When we encounter limits in calculus, sometimes substituting directly gives us expressions like \( \frac{0}{0} \) or \( \frac{\infty}{\infty} \). These expressions are known as *indeterminate forms*. They do not have a straightforward value, making them tricky to evaluate directly.
In our exercise, substituting \( x = 0 \) into the limit \( \lim _{x \rightarrow 0} \frac{3-\sqrt{2x+9}}{2x} \) gives \( \frac{3-\sqrt{9}}{0} = \frac{0}{0} \). This result isn't defined mathematically and signals an indeterminate form.

• Indeterminate forms indicate a need for manipulation to evaluate the limit.
• Common indeterminate forms include \( \frac{0}{0} \) and \( \frac{\infty}{\infty} \).
• Techniques like l'Hospital's Rule can resolve these forms by differentiating the numerator and denominator.

By identifying the indeterminate form, we recognize it's suitable to apply l'Hospital's Rule to find the limit.

Differentiation is a key process in calculus used to measure how a function changes as its input changes. Sometimes, functions are composed of other functions, making differentiation a bit more involved.
The *chain rule* is a tool that allows us to differentiate these composite functions efficiently. It states that if you have a composite function \( f(g(x)) \), its derivative is \( f'(g(x)) \cdot g'(x) \).
In our problem, we differentiate the function \( 3 - \sqrt{2x + 9} \):

• The derivative of the constant \( 3 \) is \( 0 \).
• To differentiate \( -\sqrt{2x + 9} \), you notice it's a composite function. Think of it as \( -(2x + 9)^{1/2} \).
  • Use \( \frac{d}{dx} (u)^{1/2} = \frac{1}{2}u^{-1/2} \cdot \frac{du}{dx} \) where \( u = 2x + 9 \).
  • We find \( u' = 2 \), leading to \(-\frac{1}{2} (2x+9)^{-1/2} \times 2\).

As a result, the derivative of the function is \( \frac{-2}{2\sqrt{2x + 9}} \), which is crucial for applying l'Hospital's Rule later.

Evaluating limits is a crucial skill in calculus, especially when traditional substitution results in an indeterminate form.
One of the most effective techniques for evaluating limits of indeterminate forms is l'Hospital's Rule, which allows us to compute a limit by differentiating both the numerator and denominator independently.

• First, confirm the expression is in the form like \( \frac{0}{0} \) or \( \frac{\infty}{\infty} \).
• Differentiation simplifies the expressions, often removing the indeterminacy.
• After applying l'Hospital's Rule in our problem:
  • We differentiate the numerator, resulting in \( \frac{-2}{2\sqrt{2x+9}} \).
  • The denominator derivative is \( 2 \).
  Substitute these into the limit expression:
  
• Easiest form to evaluate: \[ \lim _{x \to 0} \frac{-2}{2 \times 2\sqrt{2x+9}} \]

Substituting \( x = 0 \) into the simplified form gives a clear value: \( \frac{-1}{6} \). Therefore, the limit is successfully evaluated, and the indeterminate form resolved.
##########
▶ **Problem details**
Please write out the part of the limits explanation above between "When we encounter" and "signals an indeterminate form.", inclusive, with every word and symbol unchanged.
##########
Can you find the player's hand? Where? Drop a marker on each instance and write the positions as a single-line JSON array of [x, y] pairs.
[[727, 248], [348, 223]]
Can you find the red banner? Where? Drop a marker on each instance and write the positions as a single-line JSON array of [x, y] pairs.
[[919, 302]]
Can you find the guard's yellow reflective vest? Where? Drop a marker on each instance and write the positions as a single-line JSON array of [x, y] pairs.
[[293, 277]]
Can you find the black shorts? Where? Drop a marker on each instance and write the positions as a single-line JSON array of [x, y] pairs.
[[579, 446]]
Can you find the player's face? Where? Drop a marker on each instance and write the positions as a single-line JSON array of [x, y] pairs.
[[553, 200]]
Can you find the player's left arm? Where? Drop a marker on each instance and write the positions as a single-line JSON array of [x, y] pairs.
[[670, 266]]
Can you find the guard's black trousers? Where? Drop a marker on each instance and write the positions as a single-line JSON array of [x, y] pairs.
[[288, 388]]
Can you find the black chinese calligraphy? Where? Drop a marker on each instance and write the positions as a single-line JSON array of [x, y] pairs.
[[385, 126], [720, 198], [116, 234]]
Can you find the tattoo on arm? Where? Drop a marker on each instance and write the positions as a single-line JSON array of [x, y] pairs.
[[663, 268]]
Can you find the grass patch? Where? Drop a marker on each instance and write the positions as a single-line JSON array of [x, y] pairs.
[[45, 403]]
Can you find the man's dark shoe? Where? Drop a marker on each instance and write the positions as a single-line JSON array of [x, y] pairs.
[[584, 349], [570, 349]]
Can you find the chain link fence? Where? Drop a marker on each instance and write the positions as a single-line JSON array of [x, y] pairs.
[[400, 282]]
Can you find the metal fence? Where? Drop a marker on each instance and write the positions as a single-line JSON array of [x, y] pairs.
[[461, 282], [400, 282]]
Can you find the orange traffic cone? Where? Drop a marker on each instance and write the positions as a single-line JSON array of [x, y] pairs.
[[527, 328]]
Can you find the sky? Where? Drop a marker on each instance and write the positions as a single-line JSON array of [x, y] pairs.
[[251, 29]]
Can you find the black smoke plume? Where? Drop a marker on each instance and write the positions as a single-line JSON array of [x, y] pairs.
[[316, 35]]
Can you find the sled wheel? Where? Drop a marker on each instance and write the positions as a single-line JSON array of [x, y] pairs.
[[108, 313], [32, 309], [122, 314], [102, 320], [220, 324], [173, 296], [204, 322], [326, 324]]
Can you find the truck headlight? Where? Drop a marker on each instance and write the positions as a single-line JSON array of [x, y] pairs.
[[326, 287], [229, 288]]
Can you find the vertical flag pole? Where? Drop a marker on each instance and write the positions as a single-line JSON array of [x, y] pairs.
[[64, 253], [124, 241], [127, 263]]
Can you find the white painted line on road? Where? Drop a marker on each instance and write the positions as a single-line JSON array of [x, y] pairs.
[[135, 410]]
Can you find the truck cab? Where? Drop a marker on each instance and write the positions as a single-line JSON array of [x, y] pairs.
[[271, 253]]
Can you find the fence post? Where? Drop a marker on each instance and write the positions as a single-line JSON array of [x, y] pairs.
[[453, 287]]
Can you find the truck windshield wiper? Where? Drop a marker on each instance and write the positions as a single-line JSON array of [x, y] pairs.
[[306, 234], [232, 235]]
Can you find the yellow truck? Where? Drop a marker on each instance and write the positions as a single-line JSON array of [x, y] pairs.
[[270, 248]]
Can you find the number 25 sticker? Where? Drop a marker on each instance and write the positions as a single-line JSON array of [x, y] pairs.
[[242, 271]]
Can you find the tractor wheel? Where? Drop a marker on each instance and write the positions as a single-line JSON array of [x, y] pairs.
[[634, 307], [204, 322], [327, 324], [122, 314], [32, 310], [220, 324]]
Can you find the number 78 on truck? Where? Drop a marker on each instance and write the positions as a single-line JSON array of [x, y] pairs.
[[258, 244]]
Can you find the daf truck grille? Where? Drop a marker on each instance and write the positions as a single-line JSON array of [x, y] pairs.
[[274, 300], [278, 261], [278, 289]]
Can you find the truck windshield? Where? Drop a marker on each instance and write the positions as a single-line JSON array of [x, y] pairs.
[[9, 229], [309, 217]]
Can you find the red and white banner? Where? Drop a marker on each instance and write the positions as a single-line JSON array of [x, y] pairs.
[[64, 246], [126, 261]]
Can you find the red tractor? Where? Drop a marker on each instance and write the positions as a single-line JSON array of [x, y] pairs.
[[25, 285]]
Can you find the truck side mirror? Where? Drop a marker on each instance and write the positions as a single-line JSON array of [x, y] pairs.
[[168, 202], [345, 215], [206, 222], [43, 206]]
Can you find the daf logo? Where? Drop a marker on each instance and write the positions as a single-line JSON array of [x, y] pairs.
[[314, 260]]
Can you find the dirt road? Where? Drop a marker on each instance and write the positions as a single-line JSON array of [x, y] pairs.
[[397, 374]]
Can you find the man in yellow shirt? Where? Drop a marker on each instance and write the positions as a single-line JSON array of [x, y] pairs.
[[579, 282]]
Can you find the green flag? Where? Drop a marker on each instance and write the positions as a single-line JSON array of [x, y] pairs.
##########
▶ **Answer space**
When we encounter limits in calculus, sometimes substituting directly gives us expressions like \( \frac{0}{0} \) or \( \frac{\infty}{\infty} \). These expressions are known as *indeterminate forms*. They do not have a straightforward value, making them tricky to evaluate directly.
In our exercise, substituting \( x = 0 \) into the limit \( \lim _{x \rightarrow 0} \frac{3-\sqrt{2x+9}}{2x} \) gives \( \frac{3-\sqrt{9}}{0} = \frac{0}{0} \). This result isn't defined mathematically and signals an indeterminate form.